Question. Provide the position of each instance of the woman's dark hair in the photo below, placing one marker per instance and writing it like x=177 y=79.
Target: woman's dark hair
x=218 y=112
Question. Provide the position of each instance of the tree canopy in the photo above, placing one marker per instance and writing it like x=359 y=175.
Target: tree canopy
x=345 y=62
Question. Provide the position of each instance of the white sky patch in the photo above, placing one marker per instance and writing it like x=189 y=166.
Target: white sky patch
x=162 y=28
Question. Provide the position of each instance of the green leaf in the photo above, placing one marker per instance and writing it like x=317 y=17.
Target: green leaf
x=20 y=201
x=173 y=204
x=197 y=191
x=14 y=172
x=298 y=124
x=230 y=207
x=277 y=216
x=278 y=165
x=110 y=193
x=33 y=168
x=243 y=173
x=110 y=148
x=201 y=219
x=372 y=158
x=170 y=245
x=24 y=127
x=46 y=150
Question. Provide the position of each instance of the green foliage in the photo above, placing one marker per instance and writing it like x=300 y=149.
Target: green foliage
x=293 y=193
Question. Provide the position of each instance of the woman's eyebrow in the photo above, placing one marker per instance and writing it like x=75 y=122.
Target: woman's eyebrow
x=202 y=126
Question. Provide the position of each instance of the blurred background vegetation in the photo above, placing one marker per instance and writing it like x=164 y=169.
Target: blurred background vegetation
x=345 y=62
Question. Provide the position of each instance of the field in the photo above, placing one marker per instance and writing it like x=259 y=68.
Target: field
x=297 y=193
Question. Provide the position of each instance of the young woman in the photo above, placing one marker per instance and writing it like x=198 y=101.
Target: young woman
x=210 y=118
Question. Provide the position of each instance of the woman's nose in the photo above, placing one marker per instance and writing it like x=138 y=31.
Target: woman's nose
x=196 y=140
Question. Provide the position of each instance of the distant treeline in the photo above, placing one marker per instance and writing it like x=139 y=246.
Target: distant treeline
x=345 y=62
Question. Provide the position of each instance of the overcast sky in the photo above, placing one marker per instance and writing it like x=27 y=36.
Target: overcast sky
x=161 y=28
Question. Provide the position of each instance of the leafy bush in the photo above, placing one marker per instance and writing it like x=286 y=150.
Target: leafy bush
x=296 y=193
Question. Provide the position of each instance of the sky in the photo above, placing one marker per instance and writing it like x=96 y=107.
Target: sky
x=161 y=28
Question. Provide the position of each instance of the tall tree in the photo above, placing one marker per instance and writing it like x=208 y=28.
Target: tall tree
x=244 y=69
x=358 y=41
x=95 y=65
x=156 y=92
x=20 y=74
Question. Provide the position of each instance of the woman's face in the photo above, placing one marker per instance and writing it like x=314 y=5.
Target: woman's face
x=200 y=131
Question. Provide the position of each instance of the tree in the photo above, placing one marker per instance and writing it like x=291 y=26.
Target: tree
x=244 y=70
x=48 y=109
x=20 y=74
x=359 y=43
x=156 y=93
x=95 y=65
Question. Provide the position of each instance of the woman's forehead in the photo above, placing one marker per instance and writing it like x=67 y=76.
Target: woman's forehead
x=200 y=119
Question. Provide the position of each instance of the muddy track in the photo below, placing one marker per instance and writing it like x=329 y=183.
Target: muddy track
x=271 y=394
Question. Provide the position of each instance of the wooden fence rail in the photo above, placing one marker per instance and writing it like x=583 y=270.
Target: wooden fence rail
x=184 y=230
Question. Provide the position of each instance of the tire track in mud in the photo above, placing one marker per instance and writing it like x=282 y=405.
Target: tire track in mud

* WHAT YOU WILL DO *
Leaving out every line before the one with "Question. Provide the position of each instance of the muddy", print the rest of the listing above exactly, through its final line.

* OUTPUT OF THE EXERCISE *
Question. Provide the position of each instance of the muddy track in the photo below, placing one marker per instance and writing it like x=329 y=183.
Target: muddy track
x=271 y=394
Question. Provide the position of each instance of the wooden fence rail in the photo above, placing one marker per instance and writing it like x=583 y=270.
Target: wooden fence rail
x=184 y=230
Question. Provide the position of each instance of the tire track in mud in the photo above, placing one marker per instance and writing it like x=282 y=405.
Target: tire track in mud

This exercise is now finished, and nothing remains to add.